Transcribe the records that follow in their entirety, omitting any pictures.
┏━━
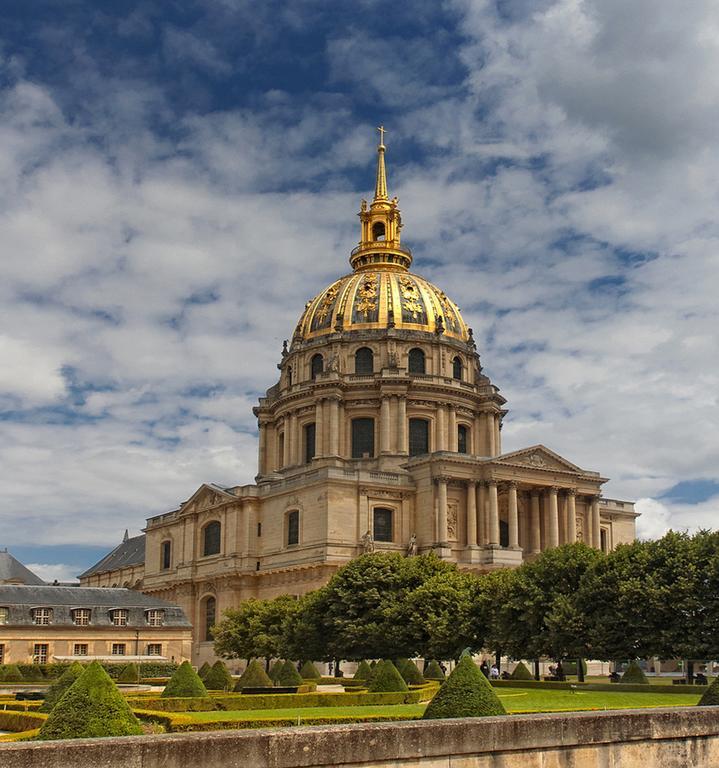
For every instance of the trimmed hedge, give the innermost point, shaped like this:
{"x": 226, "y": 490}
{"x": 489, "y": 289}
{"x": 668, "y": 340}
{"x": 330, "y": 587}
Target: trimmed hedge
{"x": 521, "y": 672}
{"x": 634, "y": 674}
{"x": 91, "y": 707}
{"x": 185, "y": 683}
{"x": 219, "y": 678}
{"x": 466, "y": 693}
{"x": 386, "y": 678}
{"x": 254, "y": 676}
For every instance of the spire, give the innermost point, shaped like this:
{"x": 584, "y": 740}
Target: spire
{"x": 380, "y": 187}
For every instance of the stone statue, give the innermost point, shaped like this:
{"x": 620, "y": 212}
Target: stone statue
{"x": 412, "y": 546}
{"x": 368, "y": 542}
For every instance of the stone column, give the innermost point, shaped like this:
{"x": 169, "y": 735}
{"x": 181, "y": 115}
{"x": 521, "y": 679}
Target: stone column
{"x": 553, "y": 534}
{"x": 334, "y": 427}
{"x": 571, "y": 516}
{"x": 384, "y": 425}
{"x": 402, "y": 425}
{"x": 319, "y": 428}
{"x": 512, "y": 519}
{"x": 534, "y": 523}
{"x": 441, "y": 510}
{"x": 596, "y": 527}
{"x": 471, "y": 513}
{"x": 493, "y": 514}
{"x": 452, "y": 429}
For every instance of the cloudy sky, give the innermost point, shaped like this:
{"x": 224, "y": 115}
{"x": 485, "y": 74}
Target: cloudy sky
{"x": 178, "y": 179}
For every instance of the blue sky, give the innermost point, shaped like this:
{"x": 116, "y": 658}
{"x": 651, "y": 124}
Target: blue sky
{"x": 178, "y": 179}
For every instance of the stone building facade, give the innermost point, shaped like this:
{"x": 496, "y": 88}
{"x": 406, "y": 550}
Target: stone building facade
{"x": 383, "y": 432}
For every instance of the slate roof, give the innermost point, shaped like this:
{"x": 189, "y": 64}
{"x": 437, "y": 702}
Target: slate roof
{"x": 101, "y": 600}
{"x": 12, "y": 570}
{"x": 130, "y": 552}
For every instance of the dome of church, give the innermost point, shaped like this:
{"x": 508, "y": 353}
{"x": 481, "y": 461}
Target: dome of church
{"x": 381, "y": 298}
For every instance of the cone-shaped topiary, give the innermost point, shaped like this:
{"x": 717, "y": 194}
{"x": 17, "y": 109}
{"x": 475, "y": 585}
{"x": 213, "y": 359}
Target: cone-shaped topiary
{"x": 411, "y": 674}
{"x": 184, "y": 683}
{"x": 386, "y": 678}
{"x": 710, "y": 697}
{"x": 57, "y": 690}
{"x": 634, "y": 674}
{"x": 309, "y": 671}
{"x": 203, "y": 670}
{"x": 11, "y": 674}
{"x": 363, "y": 671}
{"x": 289, "y": 676}
{"x": 466, "y": 693}
{"x": 433, "y": 671}
{"x": 521, "y": 672}
{"x": 254, "y": 676}
{"x": 130, "y": 674}
{"x": 92, "y": 706}
{"x": 218, "y": 678}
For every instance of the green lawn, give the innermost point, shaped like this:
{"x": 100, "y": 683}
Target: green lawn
{"x": 514, "y": 699}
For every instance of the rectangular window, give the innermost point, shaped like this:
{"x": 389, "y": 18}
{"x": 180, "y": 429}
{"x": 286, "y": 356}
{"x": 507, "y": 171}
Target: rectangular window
{"x": 310, "y": 432}
{"x": 362, "y": 438}
{"x": 165, "y": 555}
{"x": 293, "y": 528}
{"x": 81, "y": 617}
{"x": 119, "y": 617}
{"x": 39, "y": 653}
{"x": 42, "y": 616}
{"x": 382, "y": 524}
{"x": 155, "y": 618}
┗━━
#### Written solution:
For every instance of the trimmed hedge, give the innermost point, shaped like this:
{"x": 226, "y": 490}
{"x": 489, "y": 289}
{"x": 668, "y": 340}
{"x": 330, "y": 587}
Target: trimmed hedge
{"x": 521, "y": 672}
{"x": 634, "y": 674}
{"x": 91, "y": 707}
{"x": 185, "y": 683}
{"x": 219, "y": 678}
{"x": 466, "y": 693}
{"x": 386, "y": 678}
{"x": 254, "y": 676}
For every instance of the spire, give the innermost point, shaped like this:
{"x": 584, "y": 740}
Target: spire
{"x": 380, "y": 187}
For every instance of the stone statue, give the innermost point, shaped like this:
{"x": 620, "y": 212}
Target: stone statue
{"x": 412, "y": 546}
{"x": 368, "y": 542}
For every instance of the stone column, give the innermost point, shaped like this:
{"x": 169, "y": 735}
{"x": 181, "y": 115}
{"x": 521, "y": 679}
Target: stone column
{"x": 553, "y": 534}
{"x": 334, "y": 427}
{"x": 571, "y": 516}
{"x": 384, "y": 425}
{"x": 402, "y": 425}
{"x": 319, "y": 428}
{"x": 512, "y": 519}
{"x": 534, "y": 523}
{"x": 441, "y": 510}
{"x": 596, "y": 527}
{"x": 471, "y": 513}
{"x": 493, "y": 514}
{"x": 452, "y": 429}
For every instance of the cloudy sky, give the innermost point, shaped like this:
{"x": 224, "y": 115}
{"x": 485, "y": 74}
Target: cloudy sky
{"x": 178, "y": 179}
For every instance of the blue sky, give the innermost point, shaped like this:
{"x": 116, "y": 658}
{"x": 651, "y": 124}
Target: blue sky
{"x": 178, "y": 179}
For every instance of the stone building facade, give the innermost point, shaped like this:
{"x": 496, "y": 88}
{"x": 406, "y": 550}
Target: stone building facade
{"x": 383, "y": 432}
For every instance of the slate roof, give the innermost point, shaped like this:
{"x": 189, "y": 64}
{"x": 437, "y": 702}
Target: slate roof
{"x": 101, "y": 600}
{"x": 12, "y": 570}
{"x": 130, "y": 552}
For every instance of the dome of church, give the innermost point, shaped like this:
{"x": 508, "y": 353}
{"x": 481, "y": 461}
Target: dome of church
{"x": 381, "y": 298}
For every instance of the cone-shaped topiary, give the innermost point, shaped like this:
{"x": 717, "y": 194}
{"x": 17, "y": 109}
{"x": 475, "y": 585}
{"x": 213, "y": 359}
Target: cone-shaped topiary
{"x": 411, "y": 674}
{"x": 184, "y": 683}
{"x": 386, "y": 678}
{"x": 710, "y": 697}
{"x": 57, "y": 690}
{"x": 634, "y": 674}
{"x": 309, "y": 671}
{"x": 203, "y": 670}
{"x": 11, "y": 674}
{"x": 363, "y": 671}
{"x": 289, "y": 676}
{"x": 466, "y": 693}
{"x": 433, "y": 671}
{"x": 521, "y": 672}
{"x": 254, "y": 676}
{"x": 130, "y": 674}
{"x": 92, "y": 706}
{"x": 218, "y": 678}
For every instance of the green lawn, give the innermost point, shaped like this:
{"x": 100, "y": 683}
Target: green lawn
{"x": 514, "y": 699}
For every instance of the rectangular window, give the innermost point, shaped like this:
{"x": 389, "y": 18}
{"x": 180, "y": 429}
{"x": 286, "y": 356}
{"x": 507, "y": 171}
Target: rectangular window
{"x": 310, "y": 432}
{"x": 362, "y": 438}
{"x": 165, "y": 555}
{"x": 293, "y": 528}
{"x": 81, "y": 617}
{"x": 119, "y": 617}
{"x": 39, "y": 653}
{"x": 42, "y": 616}
{"x": 382, "y": 524}
{"x": 155, "y": 618}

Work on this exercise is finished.